**Request**
Present every line of the records below as a Markdown table with the columns "Row" and "Line", numbering the rows and omitting any blank lines.

**Excerpted data**
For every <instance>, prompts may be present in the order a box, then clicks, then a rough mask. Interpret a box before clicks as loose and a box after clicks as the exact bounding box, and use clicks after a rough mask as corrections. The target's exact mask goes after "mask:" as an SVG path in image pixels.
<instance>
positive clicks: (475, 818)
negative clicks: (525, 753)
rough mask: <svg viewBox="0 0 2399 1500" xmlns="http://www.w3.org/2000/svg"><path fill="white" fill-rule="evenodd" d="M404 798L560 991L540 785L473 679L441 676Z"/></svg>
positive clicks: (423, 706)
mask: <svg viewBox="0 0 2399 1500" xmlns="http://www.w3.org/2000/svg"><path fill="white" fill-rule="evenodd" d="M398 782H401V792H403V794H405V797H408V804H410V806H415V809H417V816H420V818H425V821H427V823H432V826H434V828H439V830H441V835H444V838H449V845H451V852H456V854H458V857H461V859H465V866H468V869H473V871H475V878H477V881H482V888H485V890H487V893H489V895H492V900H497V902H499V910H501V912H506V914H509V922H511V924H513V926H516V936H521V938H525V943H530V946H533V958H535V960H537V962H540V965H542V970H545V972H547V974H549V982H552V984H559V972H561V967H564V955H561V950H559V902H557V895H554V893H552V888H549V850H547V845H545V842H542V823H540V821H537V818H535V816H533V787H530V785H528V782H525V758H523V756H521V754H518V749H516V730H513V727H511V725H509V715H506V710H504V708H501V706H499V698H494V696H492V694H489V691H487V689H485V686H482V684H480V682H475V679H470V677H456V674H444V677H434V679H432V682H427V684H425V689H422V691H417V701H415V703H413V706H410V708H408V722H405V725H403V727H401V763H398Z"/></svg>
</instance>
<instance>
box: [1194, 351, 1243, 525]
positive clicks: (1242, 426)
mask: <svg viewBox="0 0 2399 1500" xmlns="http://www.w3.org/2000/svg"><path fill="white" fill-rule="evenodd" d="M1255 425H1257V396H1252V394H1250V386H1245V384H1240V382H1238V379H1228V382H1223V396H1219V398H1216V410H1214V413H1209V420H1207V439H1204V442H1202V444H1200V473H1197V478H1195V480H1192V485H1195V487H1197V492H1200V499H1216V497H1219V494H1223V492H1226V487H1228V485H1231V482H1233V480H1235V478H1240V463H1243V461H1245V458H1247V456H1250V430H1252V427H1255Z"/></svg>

**Problem solution**
| Row | Line |
|---|---|
| 1 | For every <instance>, prompts may be present in the order a box, then clicks, then a rough mask. Interpret a box before clicks as loose and a box after clicks as the exact bounding box, and use clicks after a rough mask as corrections. The target's exact mask goes after "mask:" as an SVG path in image pixels. |
| 2 | <instance> |
| 3 | positive clicks: (475, 818) |
| 4 | negative clicks: (525, 753) |
| 5 | rough mask: <svg viewBox="0 0 2399 1500" xmlns="http://www.w3.org/2000/svg"><path fill="white" fill-rule="evenodd" d="M404 798L560 991L540 785L473 679L441 676Z"/></svg> |
| 6 | positive clicks: (423, 706) |
| 7 | mask: <svg viewBox="0 0 2399 1500" xmlns="http://www.w3.org/2000/svg"><path fill="white" fill-rule="evenodd" d="M398 782H401V792H403V794H405V797H408V804H410V806H415V809H417V816H420V818H425V821H427V823H432V826H434V828H439V830H441V835H444V838H449V845H451V852H456V854H458V857H461V859H465V866H468V869H473V871H475V878H477V881H482V888H485V890H487V893H489V895H492V900H497V902H499V910H501V912H506V914H509V922H511V924H513V926H516V936H521V938H525V943H530V946H533V958H535V960H537V962H540V965H542V970H545V972H547V974H549V982H552V984H559V972H561V967H564V955H561V950H559V902H557V895H554V893H552V888H549V850H547V845H545V842H542V823H540V821H537V818H535V816H533V787H530V785H528V782H525V758H523V756H521V754H518V749H516V730H513V727H511V725H509V715H506V710H504V708H501V706H499V698H494V696H492V694H489V691H487V689H485V686H482V684H480V682H475V679H470V677H456V674H444V677H434V679H432V682H427V684H425V689H422V691H417V701H415V703H413V706H410V708H408V722H405V725H403V727H401V763H398Z"/></svg> |
| 8 | </instance> |
| 9 | <instance> |
| 10 | box: [1194, 351, 1243, 525] |
| 11 | positive clicks: (1242, 426) |
| 12 | mask: <svg viewBox="0 0 2399 1500" xmlns="http://www.w3.org/2000/svg"><path fill="white" fill-rule="evenodd" d="M1255 425H1257V396H1252V394H1250V386H1245V384H1240V382H1238V379H1228V382H1223V396H1219V398H1216V410H1214V413H1209V420H1207V439H1204V442H1202V444H1200V473H1197V478H1195V480H1192V485H1195V487H1197V492H1200V499H1216V497H1219V494H1223V492H1226V487H1228V485H1231V482H1233V480H1235V478H1240V463H1243V461H1245V458H1247V456H1250V430H1252V427H1255Z"/></svg> |